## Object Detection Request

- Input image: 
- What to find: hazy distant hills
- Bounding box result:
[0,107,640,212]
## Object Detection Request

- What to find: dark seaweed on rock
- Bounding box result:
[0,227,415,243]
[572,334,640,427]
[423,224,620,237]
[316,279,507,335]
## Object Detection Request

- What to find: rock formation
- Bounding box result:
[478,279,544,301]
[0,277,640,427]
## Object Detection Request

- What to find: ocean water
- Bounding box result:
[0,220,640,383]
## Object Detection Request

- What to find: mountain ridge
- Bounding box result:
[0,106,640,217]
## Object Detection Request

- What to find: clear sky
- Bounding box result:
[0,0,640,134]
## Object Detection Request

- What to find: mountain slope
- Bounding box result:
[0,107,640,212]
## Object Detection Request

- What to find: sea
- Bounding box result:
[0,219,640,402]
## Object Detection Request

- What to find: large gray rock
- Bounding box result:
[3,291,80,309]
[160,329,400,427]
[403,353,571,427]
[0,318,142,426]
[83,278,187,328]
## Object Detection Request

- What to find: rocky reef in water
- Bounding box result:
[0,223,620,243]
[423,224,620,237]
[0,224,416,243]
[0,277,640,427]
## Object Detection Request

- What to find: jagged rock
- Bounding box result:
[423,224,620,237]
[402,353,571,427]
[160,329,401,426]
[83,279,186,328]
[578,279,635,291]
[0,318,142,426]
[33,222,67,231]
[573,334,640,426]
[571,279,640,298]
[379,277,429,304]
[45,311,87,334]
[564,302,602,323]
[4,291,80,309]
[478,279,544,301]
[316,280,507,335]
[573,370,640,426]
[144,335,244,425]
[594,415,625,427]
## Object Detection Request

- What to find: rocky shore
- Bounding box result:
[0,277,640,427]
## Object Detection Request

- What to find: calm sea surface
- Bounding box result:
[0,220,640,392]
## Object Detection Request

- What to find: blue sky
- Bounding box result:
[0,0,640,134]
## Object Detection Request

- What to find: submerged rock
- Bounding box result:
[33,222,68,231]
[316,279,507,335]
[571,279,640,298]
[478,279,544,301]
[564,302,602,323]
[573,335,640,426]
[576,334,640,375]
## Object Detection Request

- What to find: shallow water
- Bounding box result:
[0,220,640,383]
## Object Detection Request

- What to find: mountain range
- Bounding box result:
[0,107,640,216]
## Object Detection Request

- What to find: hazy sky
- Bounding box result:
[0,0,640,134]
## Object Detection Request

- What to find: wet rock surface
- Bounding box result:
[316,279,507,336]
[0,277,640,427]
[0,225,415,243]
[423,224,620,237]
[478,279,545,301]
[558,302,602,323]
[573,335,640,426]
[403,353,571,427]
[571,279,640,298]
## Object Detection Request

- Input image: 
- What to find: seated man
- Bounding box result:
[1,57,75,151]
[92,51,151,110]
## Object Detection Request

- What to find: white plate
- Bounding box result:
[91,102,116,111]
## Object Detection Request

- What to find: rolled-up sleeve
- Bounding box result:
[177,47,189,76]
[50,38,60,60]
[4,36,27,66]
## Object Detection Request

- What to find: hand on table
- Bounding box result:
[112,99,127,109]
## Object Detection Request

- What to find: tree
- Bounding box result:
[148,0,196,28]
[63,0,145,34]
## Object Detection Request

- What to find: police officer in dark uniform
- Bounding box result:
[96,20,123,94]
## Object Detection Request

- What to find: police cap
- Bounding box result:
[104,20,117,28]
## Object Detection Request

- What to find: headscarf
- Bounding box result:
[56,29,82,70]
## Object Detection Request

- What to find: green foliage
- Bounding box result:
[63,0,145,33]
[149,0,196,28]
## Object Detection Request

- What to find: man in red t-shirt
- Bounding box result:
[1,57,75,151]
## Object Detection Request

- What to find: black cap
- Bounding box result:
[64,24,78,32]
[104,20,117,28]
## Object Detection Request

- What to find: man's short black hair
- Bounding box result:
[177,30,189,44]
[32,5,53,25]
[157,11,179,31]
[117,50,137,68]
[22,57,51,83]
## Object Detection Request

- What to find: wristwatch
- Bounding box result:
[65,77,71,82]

-----

Count the lines in the records above that contain the string "rocky", treating uppercase and lowercase as different, and reply with the number alone.

● Output for this exercise
2